+++ Input
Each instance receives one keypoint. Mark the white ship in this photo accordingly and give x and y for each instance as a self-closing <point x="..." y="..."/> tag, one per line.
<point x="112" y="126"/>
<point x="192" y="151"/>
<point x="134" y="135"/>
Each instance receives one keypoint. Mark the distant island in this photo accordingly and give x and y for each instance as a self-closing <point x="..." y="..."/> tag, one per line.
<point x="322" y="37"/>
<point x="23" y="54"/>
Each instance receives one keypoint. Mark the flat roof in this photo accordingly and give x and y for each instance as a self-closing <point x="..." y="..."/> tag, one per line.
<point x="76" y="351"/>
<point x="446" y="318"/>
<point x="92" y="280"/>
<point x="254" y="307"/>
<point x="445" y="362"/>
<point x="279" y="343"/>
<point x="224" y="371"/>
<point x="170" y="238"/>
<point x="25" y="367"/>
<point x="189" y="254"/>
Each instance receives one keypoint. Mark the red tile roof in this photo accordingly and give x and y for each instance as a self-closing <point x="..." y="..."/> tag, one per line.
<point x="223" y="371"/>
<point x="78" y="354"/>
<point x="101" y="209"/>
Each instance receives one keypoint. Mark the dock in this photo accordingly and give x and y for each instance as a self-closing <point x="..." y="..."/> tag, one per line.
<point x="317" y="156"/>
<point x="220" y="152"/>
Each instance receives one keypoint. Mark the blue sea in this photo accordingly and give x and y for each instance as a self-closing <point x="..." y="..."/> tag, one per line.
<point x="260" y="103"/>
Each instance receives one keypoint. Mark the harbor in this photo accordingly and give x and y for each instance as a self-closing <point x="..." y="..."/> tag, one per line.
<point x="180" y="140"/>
++++++
■ Problem ■
Arrange every line of the items above into a Markdown table with two columns, Row and Text. Row holds a running number and Text holds the line, with blank lines omitted.

■ Answer to this exercise ■
| Row | Text |
|---|---|
| 1 | Each instance receives one keypoint. Mark the white ship in this photo accordingly and give x and y for each instance as a self-closing <point x="..." y="..."/> tag, one per line. |
| 2 | <point x="112" y="126"/> |
| 3 | <point x="192" y="151"/> |
| 4 | <point x="134" y="135"/> |
| 5 | Each instance receives one keypoint. Mark the distant island in this photo accordingly and give x and y for each instance as a self-closing <point x="..." y="..."/> tag, one per line. |
| 6 | <point x="322" y="37"/> |
| 7 | <point x="23" y="54"/> |
| 8 | Each instance receives one keypoint. Mark the flat roof in this photo accordingly and give x and y for each instance as a self-closing <point x="..." y="..."/> tag, one per line. |
| 9 | <point x="76" y="351"/> |
| 10 | <point x="446" y="318"/> |
| 11 | <point x="92" y="280"/> |
| 12 | <point x="254" y="307"/> |
| 13 | <point x="445" y="362"/> |
| 14 | <point x="279" y="343"/> |
| 15 | <point x="224" y="371"/> |
| 16 | <point x="170" y="238"/> |
| 17 | <point x="25" y="367"/> |
| 18 | <point x="189" y="254"/> |
| 19 | Each instance receives one keypoint. Mark the red tile roof in this photo accordingly and give x and y for each instance as a self-closing <point x="..." y="..."/> tag, one per line. |
| 20 | <point x="223" y="371"/> |
| 21 | <point x="78" y="354"/> |
| 22 | <point x="101" y="209"/> |
| 23 | Each instance receives one keypoint. Mark the dock in this photo accordingly and give x and y for each instance as a self-closing <point x="..." y="..."/> tag, one per line. |
| 24 | <point x="317" y="156"/> |
| 25 | <point x="220" y="152"/> |
| 26 | Each instance receives one keypoint. Mark the blue sea in this photo accordingly and give x and y for each instance as a self-closing <point x="..." y="..."/> tag, one per line. |
| 27 | <point x="260" y="103"/> |
| 28 | Each instance receives one keypoint. Mark the harbor in this photo accordingly and give x and y for each instance as a self-closing <point x="..." y="..."/> tag, one per line. |
| 29 | <point x="180" y="140"/> |